Amanda Pritchard, NHS England chief operating officer, said that they wanted people who needed to use A&E to do so in ‘as much as possible a planned booking way [so] that we’re avoiding overcrowding’.

She added: ‘However, it’s worth saying that we’re not at the moment envisaging that the 111-first model would be the only way you get to A&E.’  

The number of people visiting A&E departments dropped sharply in the early months of the pandemic.

NHS England figures show that the number of people going to A&E in April was 57 per cent lower than the year before, and the lowest on record. 

May was only 42 per cent lower than the year before, showing that attendees are creeping up again.

Emergency medicine doctors have said that they will not be able to see the same number of A&E patients as they did before while Covid-19 remains a problem. 

It would be impossible to enforce social distancing when there are people waiting for care on trolleys in corridors – as has been the case at the busiest of times. 

Katherine Henderson, president of the Royal College of Emergency Medicine, called for an appointment system on June 16.

Referring-expression pointing data
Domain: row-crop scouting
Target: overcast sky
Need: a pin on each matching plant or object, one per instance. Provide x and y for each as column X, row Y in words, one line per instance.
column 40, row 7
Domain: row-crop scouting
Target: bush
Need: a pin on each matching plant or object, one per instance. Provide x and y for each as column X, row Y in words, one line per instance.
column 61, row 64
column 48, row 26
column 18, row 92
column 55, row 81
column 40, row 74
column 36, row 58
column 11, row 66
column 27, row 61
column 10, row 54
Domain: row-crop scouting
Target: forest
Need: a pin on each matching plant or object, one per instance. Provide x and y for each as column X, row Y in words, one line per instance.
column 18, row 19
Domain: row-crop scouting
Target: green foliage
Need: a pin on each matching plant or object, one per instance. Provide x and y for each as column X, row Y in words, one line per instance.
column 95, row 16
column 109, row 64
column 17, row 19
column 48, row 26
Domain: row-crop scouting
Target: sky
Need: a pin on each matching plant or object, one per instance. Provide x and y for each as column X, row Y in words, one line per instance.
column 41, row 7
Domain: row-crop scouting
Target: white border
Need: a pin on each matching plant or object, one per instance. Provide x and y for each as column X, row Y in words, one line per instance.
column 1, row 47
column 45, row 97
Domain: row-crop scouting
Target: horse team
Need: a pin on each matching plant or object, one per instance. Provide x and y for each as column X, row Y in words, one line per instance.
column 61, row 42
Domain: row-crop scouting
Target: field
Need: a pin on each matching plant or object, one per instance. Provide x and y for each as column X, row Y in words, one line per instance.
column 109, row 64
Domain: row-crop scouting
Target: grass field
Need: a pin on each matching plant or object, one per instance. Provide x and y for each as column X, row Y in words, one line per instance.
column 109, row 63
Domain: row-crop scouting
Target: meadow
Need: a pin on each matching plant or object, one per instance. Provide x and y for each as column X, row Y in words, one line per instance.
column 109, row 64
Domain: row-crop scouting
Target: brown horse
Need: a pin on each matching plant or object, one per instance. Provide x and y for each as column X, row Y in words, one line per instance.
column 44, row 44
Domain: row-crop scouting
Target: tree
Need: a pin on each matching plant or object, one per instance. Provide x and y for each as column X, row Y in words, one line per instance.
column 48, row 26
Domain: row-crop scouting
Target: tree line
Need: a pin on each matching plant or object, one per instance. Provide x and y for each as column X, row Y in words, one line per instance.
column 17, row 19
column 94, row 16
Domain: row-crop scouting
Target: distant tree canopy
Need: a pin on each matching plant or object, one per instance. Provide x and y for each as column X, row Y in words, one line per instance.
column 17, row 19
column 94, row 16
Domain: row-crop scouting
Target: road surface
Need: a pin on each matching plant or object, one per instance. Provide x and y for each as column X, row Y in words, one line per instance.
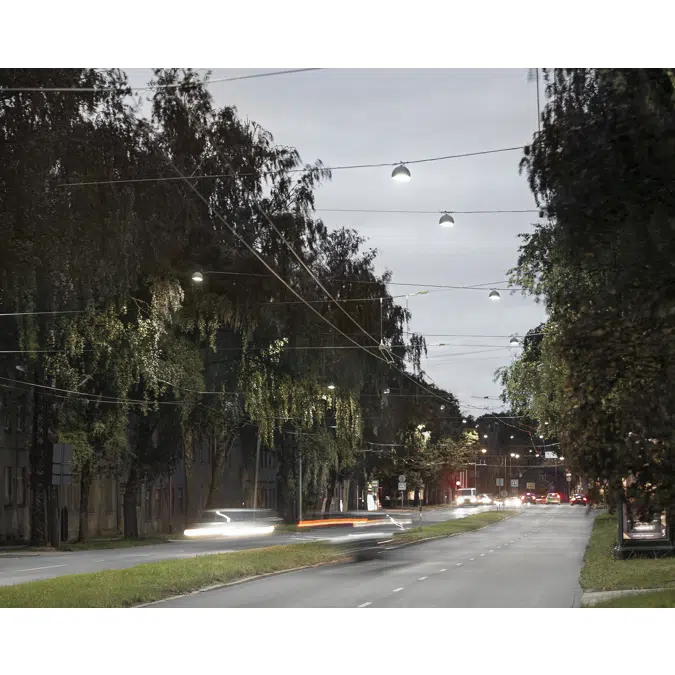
column 532, row 560
column 17, row 567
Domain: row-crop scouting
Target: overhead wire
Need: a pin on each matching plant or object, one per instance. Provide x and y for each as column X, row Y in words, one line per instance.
column 233, row 174
column 176, row 85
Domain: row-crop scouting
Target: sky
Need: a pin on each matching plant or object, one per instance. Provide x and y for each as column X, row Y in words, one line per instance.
column 361, row 116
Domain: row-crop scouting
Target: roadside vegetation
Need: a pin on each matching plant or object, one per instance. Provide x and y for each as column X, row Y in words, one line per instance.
column 157, row 581
column 601, row 572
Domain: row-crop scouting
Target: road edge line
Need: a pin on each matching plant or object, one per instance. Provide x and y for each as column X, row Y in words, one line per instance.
column 454, row 534
column 244, row 580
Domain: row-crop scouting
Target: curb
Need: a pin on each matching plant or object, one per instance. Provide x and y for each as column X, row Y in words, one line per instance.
column 592, row 598
column 245, row 580
column 454, row 534
column 334, row 561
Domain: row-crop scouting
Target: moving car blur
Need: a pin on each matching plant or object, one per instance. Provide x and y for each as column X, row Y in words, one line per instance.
column 467, row 497
column 218, row 523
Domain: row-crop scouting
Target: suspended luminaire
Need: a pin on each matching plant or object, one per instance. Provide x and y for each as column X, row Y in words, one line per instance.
column 446, row 220
column 401, row 174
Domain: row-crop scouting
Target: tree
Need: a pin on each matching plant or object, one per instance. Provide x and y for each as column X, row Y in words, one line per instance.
column 603, row 263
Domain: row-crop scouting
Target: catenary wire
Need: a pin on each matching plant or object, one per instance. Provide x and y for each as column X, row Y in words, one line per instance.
column 177, row 85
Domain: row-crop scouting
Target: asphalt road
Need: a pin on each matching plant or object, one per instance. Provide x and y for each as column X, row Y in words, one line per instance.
column 532, row 560
column 17, row 567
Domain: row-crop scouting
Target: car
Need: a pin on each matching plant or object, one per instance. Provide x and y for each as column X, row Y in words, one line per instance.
column 467, row 497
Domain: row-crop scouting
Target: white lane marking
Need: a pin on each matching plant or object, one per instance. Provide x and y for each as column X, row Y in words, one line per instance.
column 47, row 567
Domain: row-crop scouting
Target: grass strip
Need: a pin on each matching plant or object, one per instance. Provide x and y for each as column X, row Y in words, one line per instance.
column 655, row 599
column 103, row 543
column 450, row 528
column 157, row 581
column 601, row 572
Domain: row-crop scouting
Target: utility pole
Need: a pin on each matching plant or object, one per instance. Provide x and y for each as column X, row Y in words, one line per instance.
column 299, row 478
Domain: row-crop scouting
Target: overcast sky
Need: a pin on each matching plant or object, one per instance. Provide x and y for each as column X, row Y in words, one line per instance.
column 368, row 116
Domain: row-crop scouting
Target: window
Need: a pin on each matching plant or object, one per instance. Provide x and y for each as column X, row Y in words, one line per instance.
column 9, row 485
column 21, row 482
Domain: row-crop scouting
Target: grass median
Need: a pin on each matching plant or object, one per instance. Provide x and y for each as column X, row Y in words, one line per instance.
column 660, row 599
column 449, row 528
column 601, row 572
column 156, row 581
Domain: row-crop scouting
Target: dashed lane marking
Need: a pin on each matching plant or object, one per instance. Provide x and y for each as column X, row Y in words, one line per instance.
column 47, row 567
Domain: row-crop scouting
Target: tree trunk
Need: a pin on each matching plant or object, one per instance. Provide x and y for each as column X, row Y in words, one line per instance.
column 130, row 515
column 332, row 484
column 85, row 486
column 221, row 452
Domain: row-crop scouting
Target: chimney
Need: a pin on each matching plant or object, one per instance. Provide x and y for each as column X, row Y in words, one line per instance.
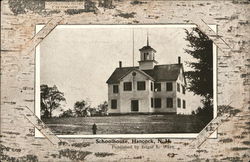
column 120, row 64
column 179, row 60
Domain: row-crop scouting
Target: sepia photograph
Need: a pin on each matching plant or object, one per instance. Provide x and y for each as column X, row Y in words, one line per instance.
column 125, row 79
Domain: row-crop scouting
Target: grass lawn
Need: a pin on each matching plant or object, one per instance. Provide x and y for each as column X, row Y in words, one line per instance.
column 126, row 124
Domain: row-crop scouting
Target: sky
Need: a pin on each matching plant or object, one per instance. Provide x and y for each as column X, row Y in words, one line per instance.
column 79, row 59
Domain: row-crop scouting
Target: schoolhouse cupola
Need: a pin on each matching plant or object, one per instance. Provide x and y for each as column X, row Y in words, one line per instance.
column 147, row 57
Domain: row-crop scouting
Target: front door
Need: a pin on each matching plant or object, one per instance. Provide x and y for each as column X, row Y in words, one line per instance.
column 135, row 105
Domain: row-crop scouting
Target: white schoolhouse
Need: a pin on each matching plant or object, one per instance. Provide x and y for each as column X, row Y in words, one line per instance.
column 147, row 88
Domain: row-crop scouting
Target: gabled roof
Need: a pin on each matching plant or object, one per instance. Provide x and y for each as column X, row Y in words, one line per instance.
column 138, row 70
column 167, row 72
column 147, row 48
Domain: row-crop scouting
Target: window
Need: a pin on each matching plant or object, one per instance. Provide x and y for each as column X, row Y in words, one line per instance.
column 178, row 102
column 152, row 102
column 113, row 104
column 183, row 90
column 146, row 56
column 152, row 86
column 169, row 102
column 134, row 105
column 184, row 104
column 157, row 87
column 178, row 87
column 127, row 86
column 141, row 85
column 157, row 102
column 115, row 89
column 169, row 86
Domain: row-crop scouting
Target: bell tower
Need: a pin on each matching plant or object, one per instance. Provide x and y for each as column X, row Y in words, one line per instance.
column 147, row 59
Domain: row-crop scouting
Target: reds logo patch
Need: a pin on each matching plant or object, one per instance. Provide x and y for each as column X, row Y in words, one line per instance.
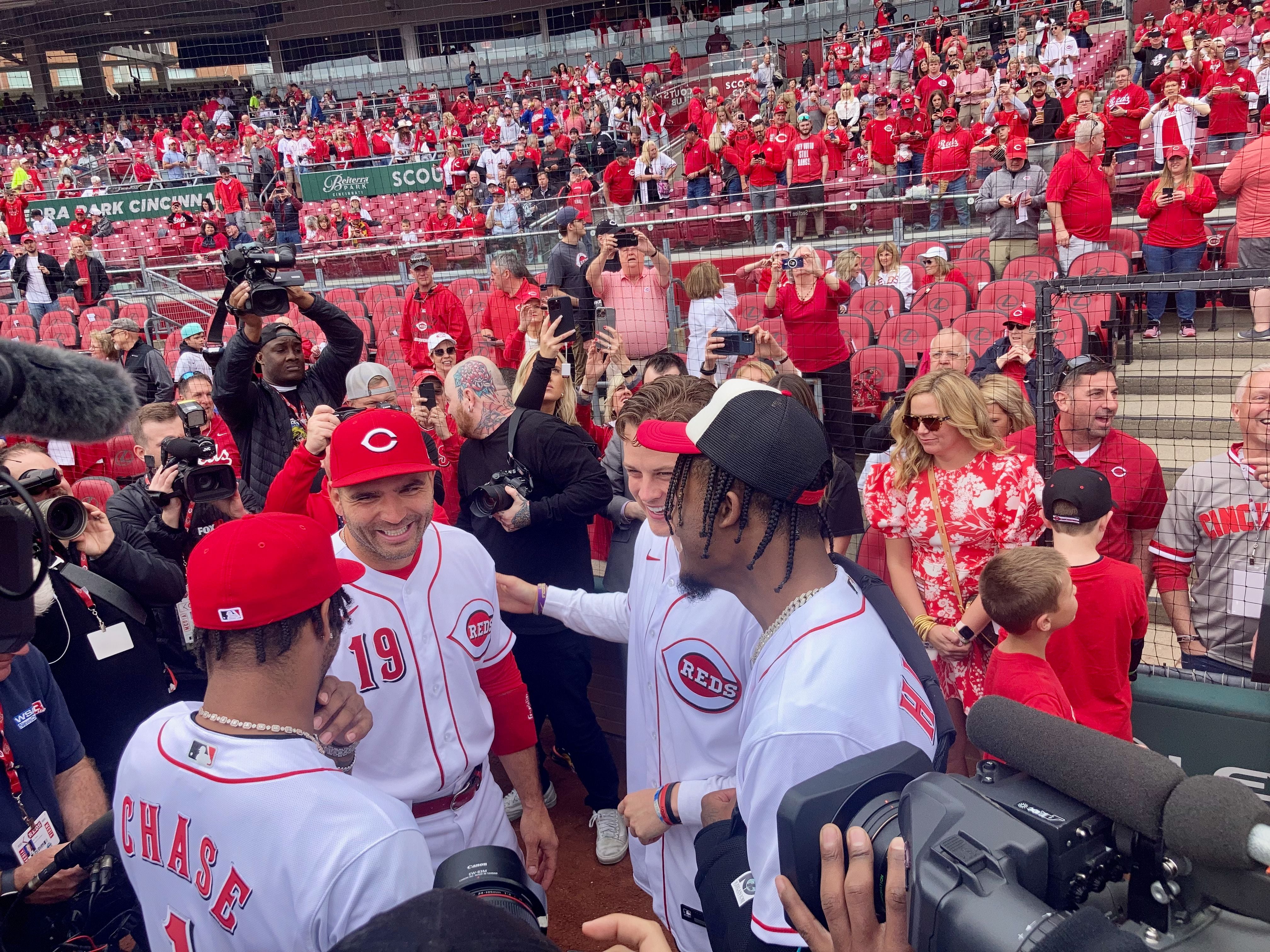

> INSTRUCTIONS
a) According to the article on A&E visits during the pandemic, how did the number of people going to A&E in April compare with the year before?
b) Write what comes next in the article on A&E visits during the pandemic, picking up after its final sentence.

> OUTPUTS BY TASK
a) It was 57 percent lower than the year before, the lowest on record.

b)
She told the House of Commons Health and Social Care Select Committee: ‘We need to think about booking into urgent treatment centres, and maybe even emergency departments for particular time slots for somebody who does need to go to the emergency room, say they need an X-ray of a potentially broken limb.’ 

MPs were told that appointments in A&E departments could become a permanent measure to prevent overcrowding following the pandemic.

Dr Henderson said NHS 111, which has seen an increased input from clinicians during the pandemic, could be used as an initial contact point.

She said that patients could then be offered booked appointments into urgent treatment centres and ‘hot clinics’, where those with known health problems could be directed to a specialist.

‘We are absolutely dedicated to still being the safety net for patients, but the problem beforehand was that we’d become the safety net for the system,’ Dr Henderson said.

‘We were becoming very, very crowded, and we had people in corridors. And the idea that you could have a vulnerable 80-year-old with a hip fracture in a corridor next to someone else who could have Covid is just impossible.

‘So, we cannot let that happen and we need to find a way of making it possible for people to get the care they need where they need it, which doesn’t always require necessarily going to the emergency department.

She said this would need to be carefully considered before being implemented so that it did not exacerbate health inequalities.

During the committee session, which focused on delivering NHS and care services during the pandemic and beyond, the huge backlog of NHS operations was also discussed.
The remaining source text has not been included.